==== Material for this task ====

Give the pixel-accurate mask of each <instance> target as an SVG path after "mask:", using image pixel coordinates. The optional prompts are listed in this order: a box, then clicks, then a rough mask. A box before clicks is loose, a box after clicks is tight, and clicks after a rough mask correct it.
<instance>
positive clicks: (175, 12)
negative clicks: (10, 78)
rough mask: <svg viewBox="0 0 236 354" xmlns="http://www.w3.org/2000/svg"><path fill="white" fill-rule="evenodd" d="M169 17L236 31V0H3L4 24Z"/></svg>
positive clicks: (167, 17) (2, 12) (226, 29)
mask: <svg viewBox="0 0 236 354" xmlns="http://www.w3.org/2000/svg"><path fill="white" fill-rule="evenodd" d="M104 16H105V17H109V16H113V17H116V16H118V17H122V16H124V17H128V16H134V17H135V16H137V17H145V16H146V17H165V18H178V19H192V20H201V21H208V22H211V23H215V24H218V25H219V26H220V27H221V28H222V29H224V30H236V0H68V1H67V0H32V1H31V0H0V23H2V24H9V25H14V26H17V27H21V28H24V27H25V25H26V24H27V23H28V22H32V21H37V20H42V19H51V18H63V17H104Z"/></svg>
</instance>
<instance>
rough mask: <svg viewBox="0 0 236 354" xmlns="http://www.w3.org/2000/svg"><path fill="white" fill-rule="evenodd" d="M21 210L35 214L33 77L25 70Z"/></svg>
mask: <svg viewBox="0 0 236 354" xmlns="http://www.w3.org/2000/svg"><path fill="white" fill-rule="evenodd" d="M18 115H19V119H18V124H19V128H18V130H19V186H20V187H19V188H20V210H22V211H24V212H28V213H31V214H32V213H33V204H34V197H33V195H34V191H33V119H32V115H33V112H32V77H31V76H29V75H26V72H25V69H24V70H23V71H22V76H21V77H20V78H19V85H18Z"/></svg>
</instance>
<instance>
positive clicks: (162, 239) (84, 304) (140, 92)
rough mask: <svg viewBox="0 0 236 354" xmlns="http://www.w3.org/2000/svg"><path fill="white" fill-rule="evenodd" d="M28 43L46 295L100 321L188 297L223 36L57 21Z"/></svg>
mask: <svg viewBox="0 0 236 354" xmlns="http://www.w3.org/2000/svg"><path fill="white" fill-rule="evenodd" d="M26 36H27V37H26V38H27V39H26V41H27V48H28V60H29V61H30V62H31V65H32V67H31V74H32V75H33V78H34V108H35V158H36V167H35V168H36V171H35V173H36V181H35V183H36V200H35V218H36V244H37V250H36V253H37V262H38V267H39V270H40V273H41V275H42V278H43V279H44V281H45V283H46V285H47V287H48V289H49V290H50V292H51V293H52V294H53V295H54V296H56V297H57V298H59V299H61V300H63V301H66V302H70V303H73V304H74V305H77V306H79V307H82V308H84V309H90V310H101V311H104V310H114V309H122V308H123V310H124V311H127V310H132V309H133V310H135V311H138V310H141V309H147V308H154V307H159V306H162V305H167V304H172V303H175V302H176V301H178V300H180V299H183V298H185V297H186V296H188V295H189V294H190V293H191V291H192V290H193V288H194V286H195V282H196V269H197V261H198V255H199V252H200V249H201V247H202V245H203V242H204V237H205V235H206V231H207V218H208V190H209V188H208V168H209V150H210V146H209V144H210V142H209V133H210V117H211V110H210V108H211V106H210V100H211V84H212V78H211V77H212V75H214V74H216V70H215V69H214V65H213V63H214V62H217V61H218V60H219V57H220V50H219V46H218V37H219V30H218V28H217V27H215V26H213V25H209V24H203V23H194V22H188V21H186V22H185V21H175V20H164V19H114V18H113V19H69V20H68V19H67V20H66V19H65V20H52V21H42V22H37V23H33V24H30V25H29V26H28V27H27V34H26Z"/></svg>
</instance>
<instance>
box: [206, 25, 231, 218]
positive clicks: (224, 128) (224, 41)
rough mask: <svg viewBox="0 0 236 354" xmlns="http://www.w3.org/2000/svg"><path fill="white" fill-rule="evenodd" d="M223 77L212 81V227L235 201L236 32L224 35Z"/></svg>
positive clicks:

====

**Task requirements**.
The required answer is the exact run of lines above starting at the line with "210L35 214L33 77L25" and ending at the line with "positive clicks: (162, 239)", with both ends present.

**Reply**.
rough mask: <svg viewBox="0 0 236 354" xmlns="http://www.w3.org/2000/svg"><path fill="white" fill-rule="evenodd" d="M21 210L35 214L33 77L25 70Z"/></svg>
mask: <svg viewBox="0 0 236 354" xmlns="http://www.w3.org/2000/svg"><path fill="white" fill-rule="evenodd" d="M18 115H19V119H18V124H19V128H18V130H19V186H20V187H19V188H20V210H22V211H24V212H28V213H31V214H32V213H33V204H34V197H33V195H34V191H33V119H32V115H33V112H32V77H31V76H29V75H26V72H25V69H24V70H23V71H22V76H21V77H20V78H19V85H18Z"/></svg>
</instance>
<instance>
positive clicks: (162, 239) (84, 304) (140, 92)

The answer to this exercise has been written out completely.